Should I Invest In Pearson Plc?

Can Pearson plc’s (LON: PSON) total return beat the wider market?

| More on:

The content of this article was relevant at the time of publishing. Circumstances change continuously and caution should therefore be exercised when relying upon any content contained within this article.

When investing, your capital is at risk. The value of your investments can go down as well as up and you may get back less than you put in.

Read More

The content of this article is provided for information purposes only and is not intended to be, nor does it constitute, any form of personal advice. Investments in a currency other than sterling are exposed to currency exchange risk. Currency exchange rates are constantly changing, which may affect the value of the investment in sterling terms. You could lose money in sterling even if the stock price rises in the currency of origin. Stocks listed on overseas exchanges may be subject to additional dealing and exchange rate charges, and may have other tax implications, and may not provide the same, or any, regulatory protection as in the UK.

You’re reading a free article with opinions that may differ from The Motley Fool’s Premium Investing Services. Become a Motley Fool member today to get instant access to our top analyst recommendations, in-depth research, investing resources, and more. Learn More.

To me, capital growth and dividend income are equally important. Together, they provide the total return from any share investment and, as you might expect, my aim is to invest in companies that can beat the total return delivered by the wider market.

To put that aim into perspective, the FTSE 100 has provided investors with a total return of around 3% per annum since January 2008.

Quality and value

If my investments are to outperform, I need to back companies that score well on several quality indicators and buy at prices that offer decent value.

So this series aims to identify appealing FTSE 100 investment opportunities and today I’m looking at Pearson (LSE: PSON) (NYSE: PSO.US), the publishing company.

With the shares at 1148p, Pearson’s market cap. is £9,418 million.

This table summarises the firm’s recent financial record:

Year to December 2008 2009 2010 2011 2012
Revenue (£m) 4,811 5,140 5,663 4,817 5,059
Net cash from operations (£m) 718 819 1,006 872 776
Adjusted earnings per share 57.7p 65.4p 77.5p 86.5p 84.2p
Dividend per share 33.8p 35.5p 38.7p 42p 45p

An investment in Pearson is an investment in the fortunes of the education sector, which delivers around 90% of the firm’s ongoing operating profit. Education sales in the US earn the company 64% of its profits and 26% comes from education around the world. The remaining 10% comes from professional publications and the well-known Financial-Times brand.

▶ **WHAT YOU WILL DO**
Repeat, word for word, the part of the Pearson article that opens with the words containing "You’re reading a" and closes with "offer decent value.".

[Extracted data entries]
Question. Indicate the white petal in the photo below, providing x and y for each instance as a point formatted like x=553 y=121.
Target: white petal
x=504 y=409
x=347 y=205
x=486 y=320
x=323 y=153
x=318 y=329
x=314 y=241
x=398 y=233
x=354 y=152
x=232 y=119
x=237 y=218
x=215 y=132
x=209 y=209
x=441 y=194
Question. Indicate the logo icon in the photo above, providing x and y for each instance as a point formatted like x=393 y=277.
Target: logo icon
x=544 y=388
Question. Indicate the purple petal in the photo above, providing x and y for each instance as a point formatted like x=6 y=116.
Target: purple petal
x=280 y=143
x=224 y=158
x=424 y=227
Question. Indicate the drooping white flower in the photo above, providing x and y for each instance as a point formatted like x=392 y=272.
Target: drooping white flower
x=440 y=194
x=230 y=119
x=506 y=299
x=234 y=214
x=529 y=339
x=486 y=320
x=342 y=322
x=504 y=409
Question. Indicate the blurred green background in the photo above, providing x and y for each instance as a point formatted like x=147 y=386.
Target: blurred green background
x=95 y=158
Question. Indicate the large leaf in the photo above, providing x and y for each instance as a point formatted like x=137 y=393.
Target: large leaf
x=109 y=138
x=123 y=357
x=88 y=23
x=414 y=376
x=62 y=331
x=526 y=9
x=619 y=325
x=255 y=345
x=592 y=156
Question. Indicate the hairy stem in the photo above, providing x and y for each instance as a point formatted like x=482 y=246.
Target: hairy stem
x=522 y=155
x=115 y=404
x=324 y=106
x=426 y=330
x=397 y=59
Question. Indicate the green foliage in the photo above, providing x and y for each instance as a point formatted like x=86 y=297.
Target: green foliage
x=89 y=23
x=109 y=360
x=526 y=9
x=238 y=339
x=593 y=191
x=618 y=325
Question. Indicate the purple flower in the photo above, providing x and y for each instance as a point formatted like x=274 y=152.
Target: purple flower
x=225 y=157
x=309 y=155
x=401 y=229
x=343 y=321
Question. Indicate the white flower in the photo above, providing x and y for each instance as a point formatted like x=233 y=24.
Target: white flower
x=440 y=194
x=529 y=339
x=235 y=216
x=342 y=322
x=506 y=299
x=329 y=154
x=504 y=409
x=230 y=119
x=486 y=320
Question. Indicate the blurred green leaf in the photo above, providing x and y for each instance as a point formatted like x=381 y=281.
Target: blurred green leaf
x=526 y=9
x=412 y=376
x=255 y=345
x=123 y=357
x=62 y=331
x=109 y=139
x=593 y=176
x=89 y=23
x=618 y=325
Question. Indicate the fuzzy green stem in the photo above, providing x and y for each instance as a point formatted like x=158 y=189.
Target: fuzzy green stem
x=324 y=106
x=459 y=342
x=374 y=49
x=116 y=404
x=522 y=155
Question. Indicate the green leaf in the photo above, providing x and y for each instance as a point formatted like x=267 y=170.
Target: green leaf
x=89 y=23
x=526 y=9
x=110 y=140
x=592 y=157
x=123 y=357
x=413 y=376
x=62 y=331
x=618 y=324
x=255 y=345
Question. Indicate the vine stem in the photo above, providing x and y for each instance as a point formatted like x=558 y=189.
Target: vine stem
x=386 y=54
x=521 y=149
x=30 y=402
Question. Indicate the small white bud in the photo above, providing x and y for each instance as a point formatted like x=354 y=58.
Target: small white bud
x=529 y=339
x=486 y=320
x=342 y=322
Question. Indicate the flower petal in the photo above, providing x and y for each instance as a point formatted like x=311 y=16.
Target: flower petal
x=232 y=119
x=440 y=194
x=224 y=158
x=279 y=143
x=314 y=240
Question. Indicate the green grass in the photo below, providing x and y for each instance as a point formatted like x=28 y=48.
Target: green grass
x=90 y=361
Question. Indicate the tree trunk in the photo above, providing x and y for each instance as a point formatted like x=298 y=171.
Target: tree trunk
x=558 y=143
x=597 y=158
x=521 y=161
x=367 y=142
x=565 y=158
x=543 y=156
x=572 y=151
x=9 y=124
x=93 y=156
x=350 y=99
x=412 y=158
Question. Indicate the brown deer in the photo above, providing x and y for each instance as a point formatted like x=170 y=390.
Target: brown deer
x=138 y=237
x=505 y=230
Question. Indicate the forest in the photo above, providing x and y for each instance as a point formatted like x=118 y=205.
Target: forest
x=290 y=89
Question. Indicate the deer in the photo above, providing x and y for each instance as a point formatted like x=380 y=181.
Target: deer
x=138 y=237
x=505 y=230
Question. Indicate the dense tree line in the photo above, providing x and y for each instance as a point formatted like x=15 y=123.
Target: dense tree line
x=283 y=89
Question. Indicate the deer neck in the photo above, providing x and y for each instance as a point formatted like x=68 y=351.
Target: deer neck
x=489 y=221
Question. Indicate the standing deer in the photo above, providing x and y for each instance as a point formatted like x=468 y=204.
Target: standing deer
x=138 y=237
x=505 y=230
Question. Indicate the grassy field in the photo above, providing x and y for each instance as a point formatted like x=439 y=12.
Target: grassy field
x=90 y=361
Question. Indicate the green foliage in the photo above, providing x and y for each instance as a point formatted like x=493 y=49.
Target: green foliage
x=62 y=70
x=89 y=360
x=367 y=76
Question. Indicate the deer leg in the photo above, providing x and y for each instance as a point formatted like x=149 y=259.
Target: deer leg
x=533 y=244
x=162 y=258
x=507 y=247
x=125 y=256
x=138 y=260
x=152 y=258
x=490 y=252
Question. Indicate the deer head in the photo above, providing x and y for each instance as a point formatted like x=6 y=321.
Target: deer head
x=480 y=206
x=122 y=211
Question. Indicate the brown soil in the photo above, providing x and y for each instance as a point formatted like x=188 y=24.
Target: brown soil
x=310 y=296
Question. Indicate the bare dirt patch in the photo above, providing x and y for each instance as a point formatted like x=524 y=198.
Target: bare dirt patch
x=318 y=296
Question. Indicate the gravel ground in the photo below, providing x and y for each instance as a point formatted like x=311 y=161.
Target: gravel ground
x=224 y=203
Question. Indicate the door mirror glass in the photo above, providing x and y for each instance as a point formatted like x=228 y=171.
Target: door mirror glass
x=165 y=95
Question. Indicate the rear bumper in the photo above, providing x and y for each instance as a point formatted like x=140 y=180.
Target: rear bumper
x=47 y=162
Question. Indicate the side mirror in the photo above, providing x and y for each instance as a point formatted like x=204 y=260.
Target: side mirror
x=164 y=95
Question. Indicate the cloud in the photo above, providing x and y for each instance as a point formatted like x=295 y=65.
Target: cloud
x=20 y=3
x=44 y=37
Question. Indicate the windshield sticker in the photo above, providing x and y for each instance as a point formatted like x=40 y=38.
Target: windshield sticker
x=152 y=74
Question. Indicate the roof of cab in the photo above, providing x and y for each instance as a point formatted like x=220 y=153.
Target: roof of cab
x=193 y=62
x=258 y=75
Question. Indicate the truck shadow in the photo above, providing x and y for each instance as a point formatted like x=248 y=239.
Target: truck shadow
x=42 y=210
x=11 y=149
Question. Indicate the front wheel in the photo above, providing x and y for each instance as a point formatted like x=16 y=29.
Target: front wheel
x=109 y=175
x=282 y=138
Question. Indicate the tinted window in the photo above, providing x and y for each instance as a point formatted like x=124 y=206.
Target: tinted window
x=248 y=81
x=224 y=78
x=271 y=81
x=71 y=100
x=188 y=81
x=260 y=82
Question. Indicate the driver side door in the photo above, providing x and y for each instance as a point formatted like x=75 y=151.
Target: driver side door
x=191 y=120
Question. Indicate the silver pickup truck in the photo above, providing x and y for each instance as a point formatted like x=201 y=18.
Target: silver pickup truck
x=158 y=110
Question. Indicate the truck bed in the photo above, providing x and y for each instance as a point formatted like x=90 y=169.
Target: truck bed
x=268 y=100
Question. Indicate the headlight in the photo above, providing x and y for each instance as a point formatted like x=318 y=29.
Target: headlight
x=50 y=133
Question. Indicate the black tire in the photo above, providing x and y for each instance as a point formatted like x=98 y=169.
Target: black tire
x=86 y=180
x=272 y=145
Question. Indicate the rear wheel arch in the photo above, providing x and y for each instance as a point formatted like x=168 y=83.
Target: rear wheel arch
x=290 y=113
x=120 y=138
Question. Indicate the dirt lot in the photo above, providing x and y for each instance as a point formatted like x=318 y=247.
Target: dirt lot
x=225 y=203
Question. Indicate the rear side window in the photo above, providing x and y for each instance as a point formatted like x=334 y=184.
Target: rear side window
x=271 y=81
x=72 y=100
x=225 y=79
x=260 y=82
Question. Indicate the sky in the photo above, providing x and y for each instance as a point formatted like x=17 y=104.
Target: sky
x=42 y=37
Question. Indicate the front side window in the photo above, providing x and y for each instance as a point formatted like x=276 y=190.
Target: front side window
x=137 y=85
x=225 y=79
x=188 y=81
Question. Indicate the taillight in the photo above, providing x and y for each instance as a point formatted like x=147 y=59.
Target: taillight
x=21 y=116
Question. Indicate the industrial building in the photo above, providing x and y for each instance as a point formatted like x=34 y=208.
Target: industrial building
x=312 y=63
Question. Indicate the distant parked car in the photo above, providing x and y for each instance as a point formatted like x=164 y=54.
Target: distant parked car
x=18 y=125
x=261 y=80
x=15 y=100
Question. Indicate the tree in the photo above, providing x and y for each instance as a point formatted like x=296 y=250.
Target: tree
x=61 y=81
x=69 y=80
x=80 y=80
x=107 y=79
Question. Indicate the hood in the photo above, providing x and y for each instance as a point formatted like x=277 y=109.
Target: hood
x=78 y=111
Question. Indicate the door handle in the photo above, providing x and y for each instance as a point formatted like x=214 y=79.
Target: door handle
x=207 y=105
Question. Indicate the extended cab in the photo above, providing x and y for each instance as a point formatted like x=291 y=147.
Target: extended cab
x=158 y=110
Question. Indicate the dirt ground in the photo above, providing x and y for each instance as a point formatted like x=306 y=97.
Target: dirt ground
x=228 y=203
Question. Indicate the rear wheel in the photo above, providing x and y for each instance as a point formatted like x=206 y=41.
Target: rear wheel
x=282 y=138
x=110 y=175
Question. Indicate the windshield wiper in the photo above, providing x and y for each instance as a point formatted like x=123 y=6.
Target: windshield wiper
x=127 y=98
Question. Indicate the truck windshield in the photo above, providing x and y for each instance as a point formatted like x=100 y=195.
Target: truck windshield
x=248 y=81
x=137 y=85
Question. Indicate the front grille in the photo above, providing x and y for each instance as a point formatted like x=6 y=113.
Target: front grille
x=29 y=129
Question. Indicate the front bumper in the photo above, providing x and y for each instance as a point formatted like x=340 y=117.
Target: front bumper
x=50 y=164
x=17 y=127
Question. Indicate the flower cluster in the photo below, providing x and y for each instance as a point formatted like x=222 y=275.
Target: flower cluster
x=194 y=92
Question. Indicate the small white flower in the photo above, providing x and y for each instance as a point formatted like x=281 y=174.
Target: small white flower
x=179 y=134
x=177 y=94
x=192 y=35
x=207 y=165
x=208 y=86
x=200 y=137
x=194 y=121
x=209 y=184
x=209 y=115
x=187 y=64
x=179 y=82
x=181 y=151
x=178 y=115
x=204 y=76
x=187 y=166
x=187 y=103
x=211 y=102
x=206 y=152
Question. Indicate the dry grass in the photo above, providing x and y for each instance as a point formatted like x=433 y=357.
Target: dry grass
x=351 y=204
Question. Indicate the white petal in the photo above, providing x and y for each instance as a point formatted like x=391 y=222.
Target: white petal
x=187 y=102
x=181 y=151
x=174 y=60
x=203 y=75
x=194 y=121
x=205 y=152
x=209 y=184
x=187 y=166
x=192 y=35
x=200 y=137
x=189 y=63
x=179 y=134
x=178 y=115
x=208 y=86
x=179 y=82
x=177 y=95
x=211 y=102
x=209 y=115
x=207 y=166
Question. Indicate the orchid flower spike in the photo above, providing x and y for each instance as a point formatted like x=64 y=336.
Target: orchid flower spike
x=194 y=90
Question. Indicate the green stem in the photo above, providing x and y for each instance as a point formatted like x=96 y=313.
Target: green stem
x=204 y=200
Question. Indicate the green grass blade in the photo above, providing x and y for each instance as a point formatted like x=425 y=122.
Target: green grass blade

▶ **OUTPUT**
You’re reading a free article with opinions that may differ from The Motley Fool’s Premium Investing Services. Become a Motley Fool member today to get instant access to our top analyst recommendations, in-depth research, investing resources, and more. Learn More.

To me, capital growth and dividend income are equally important. Together, they provide the total return from any share investment and, as you might expect, my aim is to invest in companies that can beat the total return delivered by the wider market.

To put that aim into perspective, the FTSE 100 has provided investors with a total return of around 3% per annum since January 2008.

Quality and value

If my investments are to outperform, I need to back companies that score well on several quality indicators and buy at prices that offer decent value.